> PROBLEM STATEMENT
From the sidewalk and bike plan passage below, list the places that the shared-use paths and trails will connect residents to.

> EXTRACT
▬▬▬

Completed last month, the plan seeks to repair disconnected and deteriorating sidewalks, add 40 to 50 miles of safe, widened, on-street bike lanes, and pave roughly 20 miles of shared-use paths and trails connecting residents to places like Houston Community College, Arthur Storey Park and the local public library.
"We're trying to attract the younger demographic to this area," said Irma Sanchez, the Westchase District's vice president of projects. "And in order to attract that demographic, we realized we have to change our infrastructure and our old habits. We were not developed [in the 1970s] to accommodate the kind of transit you see millennials wanting in their communities: They want to be able to walk or to cycle or to take transit, going along with that green movement."
Sanchez said that the last time the biking infrastructure was maintained was when the City of Houston painted a thin stripe along the side of various streets in the mid-1990s, having never returned to repair or improve the lanes. (This outdated infrastructure was one of the major impetuses behind the city's own bike plan.) Instead of seeking to salvage those all-but-crumbling lanes, Sanchez said the district wants to entirely relocate most of them to streets with less traffic and lower speed limits so people will be safer sharing the road with cars.
The shared-use paths will also provide another alternative for leisurely riders who would prefer to stay away from Houston drivers, Sanchez said.

▬▬▬

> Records

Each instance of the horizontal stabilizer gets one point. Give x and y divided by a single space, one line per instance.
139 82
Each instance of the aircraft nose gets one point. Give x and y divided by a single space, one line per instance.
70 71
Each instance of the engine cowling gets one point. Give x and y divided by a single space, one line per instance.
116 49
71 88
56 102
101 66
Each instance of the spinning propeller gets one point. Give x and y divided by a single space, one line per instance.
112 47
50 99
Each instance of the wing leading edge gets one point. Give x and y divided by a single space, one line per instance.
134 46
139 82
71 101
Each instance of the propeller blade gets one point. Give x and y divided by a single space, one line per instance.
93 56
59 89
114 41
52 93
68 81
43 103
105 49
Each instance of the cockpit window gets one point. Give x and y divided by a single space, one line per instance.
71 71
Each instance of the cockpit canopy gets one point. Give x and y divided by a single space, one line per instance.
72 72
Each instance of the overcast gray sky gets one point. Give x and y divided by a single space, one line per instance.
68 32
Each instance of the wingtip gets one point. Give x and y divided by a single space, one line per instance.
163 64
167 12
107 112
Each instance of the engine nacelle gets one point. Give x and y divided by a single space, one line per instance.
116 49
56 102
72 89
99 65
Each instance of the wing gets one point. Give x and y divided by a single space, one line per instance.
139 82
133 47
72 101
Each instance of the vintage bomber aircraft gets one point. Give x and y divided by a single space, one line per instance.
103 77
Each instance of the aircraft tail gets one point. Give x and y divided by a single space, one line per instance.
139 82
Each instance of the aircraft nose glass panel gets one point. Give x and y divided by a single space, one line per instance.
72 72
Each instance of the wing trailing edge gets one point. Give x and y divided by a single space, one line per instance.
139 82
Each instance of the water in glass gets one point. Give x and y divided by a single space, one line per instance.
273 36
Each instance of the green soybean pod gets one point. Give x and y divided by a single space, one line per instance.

▬▬▬

> RESULT FOR THIS TASK
Houston Community College, Arthur Storey Park, the local public library